ИСХОДНЫЙ ТЕКСТ »
.....

Бурное экономическое развитие последней трети ХIХ века в корне изменило лицо России. Появился класс буржуазии, рабочий класс, выросла грамотность населения, появился значительный слой образованных людей, возник общероссийский рынок, вовлекший в свою орбиту самые отдаленные части империи; значительно вырос слой студенчества и прочих субъектов исторического действа, для которых стали узки рамки самодержавного режима. Возникли политические партии, нелегальные кружки, ставившие своей целью свержение царизма. Стал возвышать свой голос пробуждающийся рабочий класс. Общество «забродило». Пробил час российского парламентаризма.





Власть не могла не замечать новых веяний, которые коснулись и «твердого поборника самодержавных начал», осознавшего лично или по подсказке более опытных советников, еще помнивших «парламентские томления» на рубеже 70–80-х годов, что игнорировать «бессмысленные мечтания» не удастся, и потому летом 1898 года в беседе с московским губернским предводителем дворянства П. Н. Трубецким Николай II высказывает осторожную мысль о готовности поделиться властью с народом, но это было бы истолковано народом как насилие – интеллигенции над царем (Ольденбург… Т. 1. С. 137). И напрасно он эту мысль не претворил в жизнь! Введение представительного начала только усилило бы авторитет царской власти и вдохнуло бы свежую струю в общество, оживило бы общественную жизнь, привлекло к активной общественной деятельности наиболее творческий элемент из всех слоев населения. Но вместо определенной демократизации общественной жизни в 1899 году Николай II отказывается от расширения местного самоуправления (Ольденбург… Т. 1. С. 193). Черниговское губернское земское собрание 6 декабря 1904 года телеграфирует Николаю II о незамедлительном созыве представителей земств, кризисе в обществе и т. п. Ответ царя: «Не дело земских собраний заниматься вопросами государственного управления» (Богданович… С. 320). И в декабре 1904 года, когда общество буквально бурлило, Николай II продолжает цедить затертую песню: «Да, я никогда, ни в каком случае не соглашусь на представительный образ правления, ибо я считаю его вредным для вверенного мне Богом народа» (Гурко… С. 731). Вот умственные способности вершителя судеб России: «Никогда… ни в каком случае!..» – и через десять месяцев подписал манифест, вводящий конституционную форму правления. Привлечения выборного элемента к государственному строительству требовали и либеральные дворянские круги, о чем свидетельствовала записка МВД в конце ноября 1904 года 23 губернских предводителей дворянства, в их числе московского и петербургского предводителей (Гурко… С. 373).

Неравнодушный зритель продолжающейся смуты мадам Богданович в первые недели 1906 года ставит вердикт режиму царствующего «идиота»: «…главная беда наша – бесхарактерный, бездарный царь, при нем порядка в России не будет» (Богданович… С. 367, 370). А «идиот» на троне, манифестом 17 октября 1905 года ограничивший свою власть, в феврале 1906 года при встрече с депутатами из Иваново-Вознесенска продолжает как ни в чем не бывало бубнить: «Я, как встарь, буду самодержавный и неограниченный» (Богданович… С. 371). Что понуждает Штюрмера месяц спустя сделать вывод: «…царь не отдает себе отчета в настоящем положении России» (Богданович… С. 371). Ознобишин (саратовский губернский предводитель дворянства) о встрече с царем в марте 1906 года: «Я говорил о тяжелом положении в России, царь слушал равнодушно, мысли его были далеко» (Богданович… С. 378).

Разумеется, социальные реформы необходимо было проводить параллельно с жесткими мерами по обузданию террористической деятельности радикальных элементов эсэровского и большевистского типа. Безжалостное уничтожение их предохранило бы общество от дальнейшего распространения этой заразы, чумы российского общества. И только слабоволие, нерешительность высшей власти, ее политическая близорукость ввергли Россию в омут революционной стихии 1905–1907 годов, а затем и 1917–1922 годов.

.....

ЧТО СДЕЛАТЬ »
1 - Выпишите без изменений отрывок из исходного текста: начните с фрагмента, где стоят слова «Неравнодушный зритель продолжающейся», и остановитесь после слов «(Богданович… С. 378).».
2 - Изложите содержание исходного текста в двух предложениях.
Материалы, приведённые далее, к работе с текстом отношения не имеют.

ПРИВЕДЁННЫЕ МАТЕРИАЛЫ »
.....

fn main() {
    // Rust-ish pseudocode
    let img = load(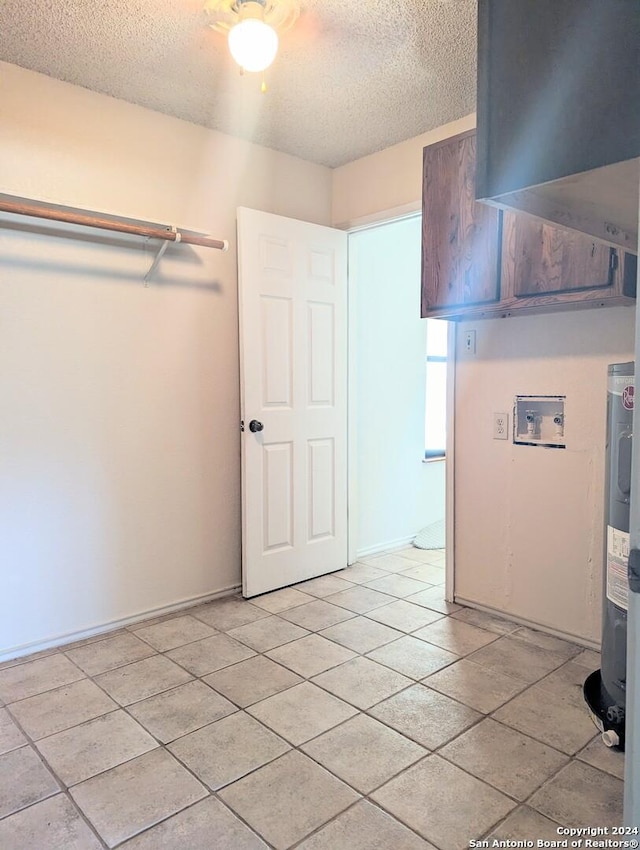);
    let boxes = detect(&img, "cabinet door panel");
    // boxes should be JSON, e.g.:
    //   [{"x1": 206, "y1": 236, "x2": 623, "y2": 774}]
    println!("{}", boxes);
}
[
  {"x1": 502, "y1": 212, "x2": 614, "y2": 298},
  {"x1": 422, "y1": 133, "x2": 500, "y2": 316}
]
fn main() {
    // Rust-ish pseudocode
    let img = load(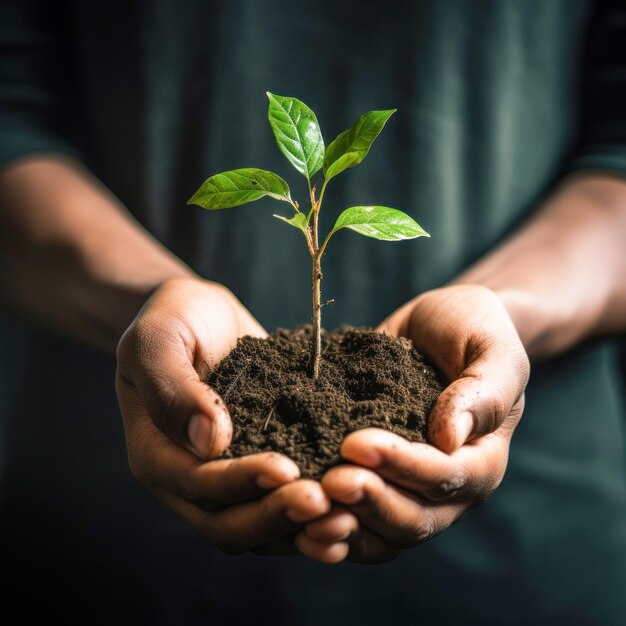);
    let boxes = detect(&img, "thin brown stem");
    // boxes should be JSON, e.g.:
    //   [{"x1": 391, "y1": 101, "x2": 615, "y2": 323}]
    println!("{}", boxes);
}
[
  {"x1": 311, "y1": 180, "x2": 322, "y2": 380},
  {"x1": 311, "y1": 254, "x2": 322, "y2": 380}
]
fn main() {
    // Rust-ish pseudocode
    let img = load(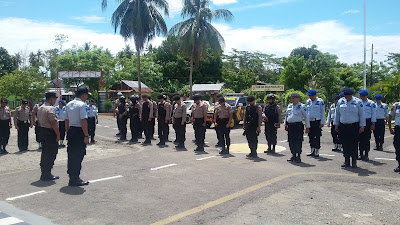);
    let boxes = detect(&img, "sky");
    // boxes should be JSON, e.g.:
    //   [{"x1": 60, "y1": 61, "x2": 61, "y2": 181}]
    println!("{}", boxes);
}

.....

ОТВЕТЫ К ЗАДАНИЯМ »
1 -
Неравнодушный зритель продолжающейся смуты мадам Богданович в первые недели 1906 года ставит вердикт режиму царствующего «идиота»: «…главная беда наша – бесхарактерный, бездарный царь, при нем порядка в России не будет» (Богданович… С. 367, 370). А «идиот» на троне, манифестом 17 октября 1905 года ограничивший свою власть, в феврале 1906 года при встрече с депутатами из Иваново-Вознесенска продолжает как ни в чем не бывало бубнить: «Я, как встарь, буду самодержавный и неограниченный» (Богданович… С. 371). Что понуждает Штюрмера месяц спустя сделать вывод: «…царь не отдает себе отчета в настоящем положении России» (Богданович… С. 371). Ознобишин (саратовский губернский предводитель дворянства) о встрече с царем в марте 1906 года: «Я говорил о тяжелом положении в России, царь слушал равнодушно, мысли его были далеко» (Богданович… С. 378).

2 - Бурное экономическое развитие последней трети XIX века изменило Россию: появились буржуазия и рабочий класс, выросли грамотность и студенчество, возникли политические партии и нелегальные кружки. Николай II отвергал представительное правление вопреки требованиям земств и дворянских предводителей и даже после манифеста 17 октября 1905 года называл себя самодержавным, а в тексте утверждается, что слабоволие и нерешительность власти ввергли Россию в революции 1905–1907 и 1917–1922 годов.